* What you will do
Write out the rows below without changes, from the first line through the line that contains "point(202, 154)", and stop there.

* Stored data

◆ ◆ ◆

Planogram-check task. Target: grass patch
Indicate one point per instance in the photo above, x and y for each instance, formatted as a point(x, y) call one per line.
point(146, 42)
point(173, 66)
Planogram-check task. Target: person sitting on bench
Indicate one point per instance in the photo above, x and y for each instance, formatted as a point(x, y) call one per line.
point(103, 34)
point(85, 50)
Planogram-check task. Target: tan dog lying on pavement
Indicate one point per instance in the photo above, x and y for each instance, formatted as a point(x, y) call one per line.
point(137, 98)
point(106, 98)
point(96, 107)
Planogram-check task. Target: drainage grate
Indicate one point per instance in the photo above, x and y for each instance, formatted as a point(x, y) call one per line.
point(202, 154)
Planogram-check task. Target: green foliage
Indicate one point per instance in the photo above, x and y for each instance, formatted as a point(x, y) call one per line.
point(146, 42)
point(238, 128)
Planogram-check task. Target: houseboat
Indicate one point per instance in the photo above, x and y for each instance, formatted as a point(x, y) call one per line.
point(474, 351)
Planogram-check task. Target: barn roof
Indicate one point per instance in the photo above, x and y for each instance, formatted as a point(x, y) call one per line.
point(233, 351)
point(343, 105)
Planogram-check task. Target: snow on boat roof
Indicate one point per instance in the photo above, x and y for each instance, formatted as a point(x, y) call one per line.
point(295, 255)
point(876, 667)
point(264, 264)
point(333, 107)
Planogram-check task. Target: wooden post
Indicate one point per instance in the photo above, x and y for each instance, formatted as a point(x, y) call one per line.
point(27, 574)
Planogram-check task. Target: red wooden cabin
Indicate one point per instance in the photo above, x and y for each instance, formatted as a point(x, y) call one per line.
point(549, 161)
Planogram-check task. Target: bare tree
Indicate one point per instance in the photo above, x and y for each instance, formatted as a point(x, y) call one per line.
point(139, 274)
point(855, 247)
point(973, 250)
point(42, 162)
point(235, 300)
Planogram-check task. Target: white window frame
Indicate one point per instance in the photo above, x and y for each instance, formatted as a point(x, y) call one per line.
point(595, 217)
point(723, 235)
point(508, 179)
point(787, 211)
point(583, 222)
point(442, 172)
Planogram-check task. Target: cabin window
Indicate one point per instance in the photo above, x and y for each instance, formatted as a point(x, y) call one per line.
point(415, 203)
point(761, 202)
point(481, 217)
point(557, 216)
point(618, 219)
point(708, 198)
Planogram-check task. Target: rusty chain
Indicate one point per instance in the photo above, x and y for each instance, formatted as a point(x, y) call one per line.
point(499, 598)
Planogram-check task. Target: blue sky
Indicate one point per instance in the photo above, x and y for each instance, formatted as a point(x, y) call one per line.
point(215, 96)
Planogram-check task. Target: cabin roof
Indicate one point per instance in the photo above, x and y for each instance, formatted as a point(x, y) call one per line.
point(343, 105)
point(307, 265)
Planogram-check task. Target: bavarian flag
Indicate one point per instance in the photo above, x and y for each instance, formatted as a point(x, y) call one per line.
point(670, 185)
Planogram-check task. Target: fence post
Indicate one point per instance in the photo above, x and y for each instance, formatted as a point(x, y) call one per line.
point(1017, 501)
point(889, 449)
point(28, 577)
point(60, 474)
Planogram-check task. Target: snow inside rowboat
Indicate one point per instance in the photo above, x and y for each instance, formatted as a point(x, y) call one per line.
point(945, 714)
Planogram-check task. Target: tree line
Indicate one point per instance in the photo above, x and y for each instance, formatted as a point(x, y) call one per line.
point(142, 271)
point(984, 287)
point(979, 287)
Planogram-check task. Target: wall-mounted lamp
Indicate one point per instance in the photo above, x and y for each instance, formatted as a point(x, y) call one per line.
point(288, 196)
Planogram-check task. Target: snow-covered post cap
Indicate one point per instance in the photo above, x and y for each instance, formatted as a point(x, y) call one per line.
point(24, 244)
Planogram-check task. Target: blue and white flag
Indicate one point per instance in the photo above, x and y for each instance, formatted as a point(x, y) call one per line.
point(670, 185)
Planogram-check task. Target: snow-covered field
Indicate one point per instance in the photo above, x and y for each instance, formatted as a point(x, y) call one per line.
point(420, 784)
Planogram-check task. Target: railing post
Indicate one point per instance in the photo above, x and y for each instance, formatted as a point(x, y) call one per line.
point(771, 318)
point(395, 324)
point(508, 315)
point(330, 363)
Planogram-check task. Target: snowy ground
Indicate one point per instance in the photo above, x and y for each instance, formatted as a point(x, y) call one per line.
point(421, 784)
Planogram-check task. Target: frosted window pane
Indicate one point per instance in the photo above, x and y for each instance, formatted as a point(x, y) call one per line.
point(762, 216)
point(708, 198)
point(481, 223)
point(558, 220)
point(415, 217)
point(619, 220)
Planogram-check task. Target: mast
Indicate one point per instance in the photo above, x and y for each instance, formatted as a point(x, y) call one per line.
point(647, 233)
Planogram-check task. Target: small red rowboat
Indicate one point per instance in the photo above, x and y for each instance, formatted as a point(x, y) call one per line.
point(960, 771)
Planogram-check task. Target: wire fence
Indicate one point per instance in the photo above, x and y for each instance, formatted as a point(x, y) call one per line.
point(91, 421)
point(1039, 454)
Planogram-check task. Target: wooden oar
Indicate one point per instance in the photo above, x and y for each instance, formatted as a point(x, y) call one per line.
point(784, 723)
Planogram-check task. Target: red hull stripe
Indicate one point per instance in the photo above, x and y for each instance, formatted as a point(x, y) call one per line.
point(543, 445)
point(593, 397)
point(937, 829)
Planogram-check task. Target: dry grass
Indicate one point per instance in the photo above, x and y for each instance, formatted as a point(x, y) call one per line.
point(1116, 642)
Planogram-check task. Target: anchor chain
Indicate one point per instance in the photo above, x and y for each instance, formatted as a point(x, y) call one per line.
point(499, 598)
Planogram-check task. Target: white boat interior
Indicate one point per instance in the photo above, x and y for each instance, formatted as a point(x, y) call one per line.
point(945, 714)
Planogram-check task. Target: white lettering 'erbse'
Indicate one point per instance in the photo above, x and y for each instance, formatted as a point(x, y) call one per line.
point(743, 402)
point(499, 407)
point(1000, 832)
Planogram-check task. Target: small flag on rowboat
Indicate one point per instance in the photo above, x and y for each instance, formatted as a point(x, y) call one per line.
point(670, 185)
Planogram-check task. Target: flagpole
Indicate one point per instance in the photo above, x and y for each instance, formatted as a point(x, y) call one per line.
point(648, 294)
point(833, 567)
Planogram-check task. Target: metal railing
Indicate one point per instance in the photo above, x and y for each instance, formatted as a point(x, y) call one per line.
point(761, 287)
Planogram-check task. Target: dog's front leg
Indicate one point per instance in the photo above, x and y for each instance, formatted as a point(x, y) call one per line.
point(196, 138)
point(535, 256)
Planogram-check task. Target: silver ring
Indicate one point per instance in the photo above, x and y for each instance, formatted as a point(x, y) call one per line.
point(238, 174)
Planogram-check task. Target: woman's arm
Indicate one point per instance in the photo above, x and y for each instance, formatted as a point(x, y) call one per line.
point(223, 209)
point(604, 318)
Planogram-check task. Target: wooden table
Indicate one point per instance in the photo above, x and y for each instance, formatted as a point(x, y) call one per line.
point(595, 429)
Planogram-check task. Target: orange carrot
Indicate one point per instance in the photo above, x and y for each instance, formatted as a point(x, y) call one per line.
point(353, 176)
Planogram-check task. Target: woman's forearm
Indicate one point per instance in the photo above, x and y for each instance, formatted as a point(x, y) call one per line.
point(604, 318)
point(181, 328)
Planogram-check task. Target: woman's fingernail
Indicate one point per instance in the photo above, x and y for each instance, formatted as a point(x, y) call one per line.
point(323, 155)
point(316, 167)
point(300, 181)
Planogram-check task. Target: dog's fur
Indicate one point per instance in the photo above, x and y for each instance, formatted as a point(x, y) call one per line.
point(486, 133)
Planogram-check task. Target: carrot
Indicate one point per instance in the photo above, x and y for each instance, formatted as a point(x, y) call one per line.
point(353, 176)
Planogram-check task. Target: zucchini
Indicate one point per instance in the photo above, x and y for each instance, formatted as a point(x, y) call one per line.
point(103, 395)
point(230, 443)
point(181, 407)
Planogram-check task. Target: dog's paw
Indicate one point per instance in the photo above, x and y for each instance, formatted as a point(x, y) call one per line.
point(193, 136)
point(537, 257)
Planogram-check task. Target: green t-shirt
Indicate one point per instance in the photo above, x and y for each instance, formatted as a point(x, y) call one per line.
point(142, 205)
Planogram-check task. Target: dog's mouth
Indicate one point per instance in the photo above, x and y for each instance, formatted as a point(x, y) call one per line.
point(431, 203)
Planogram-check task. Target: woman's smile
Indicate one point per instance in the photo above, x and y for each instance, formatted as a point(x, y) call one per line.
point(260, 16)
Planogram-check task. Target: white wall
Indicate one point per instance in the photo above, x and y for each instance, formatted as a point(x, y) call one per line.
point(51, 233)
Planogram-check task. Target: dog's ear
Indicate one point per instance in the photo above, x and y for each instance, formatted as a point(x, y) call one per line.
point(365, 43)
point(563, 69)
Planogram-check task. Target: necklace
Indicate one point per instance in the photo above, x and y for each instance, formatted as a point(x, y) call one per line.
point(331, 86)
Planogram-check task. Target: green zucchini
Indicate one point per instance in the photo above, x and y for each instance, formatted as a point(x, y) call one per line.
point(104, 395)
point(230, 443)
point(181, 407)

◆ ◆ ◆

* Result for this exercise
Planogram-check task. Target: grass patch
Indicate one point per instance in the photo above, x and y for each instance, formatted as a point(x, y) call one per line.
point(146, 42)
point(173, 66)
Planogram-check task. Target: person sitting on bench
Indicate one point per instance in the photo above, x and y for each instance, formatted as a point(x, y) call one per line.
point(103, 34)
point(85, 50)
Planogram-check task. Target: tan dog lying on pavement
Indicate one point per instance in the photo above, x and y for each instance, formatted as a point(x, y) call one per line.
point(137, 98)
point(106, 98)
point(96, 107)
Planogram-check task. Target: drainage grate
Indicate one point per instance in the photo above, x and y for each instance, formatted as a point(x, y) call one per line.
point(202, 154)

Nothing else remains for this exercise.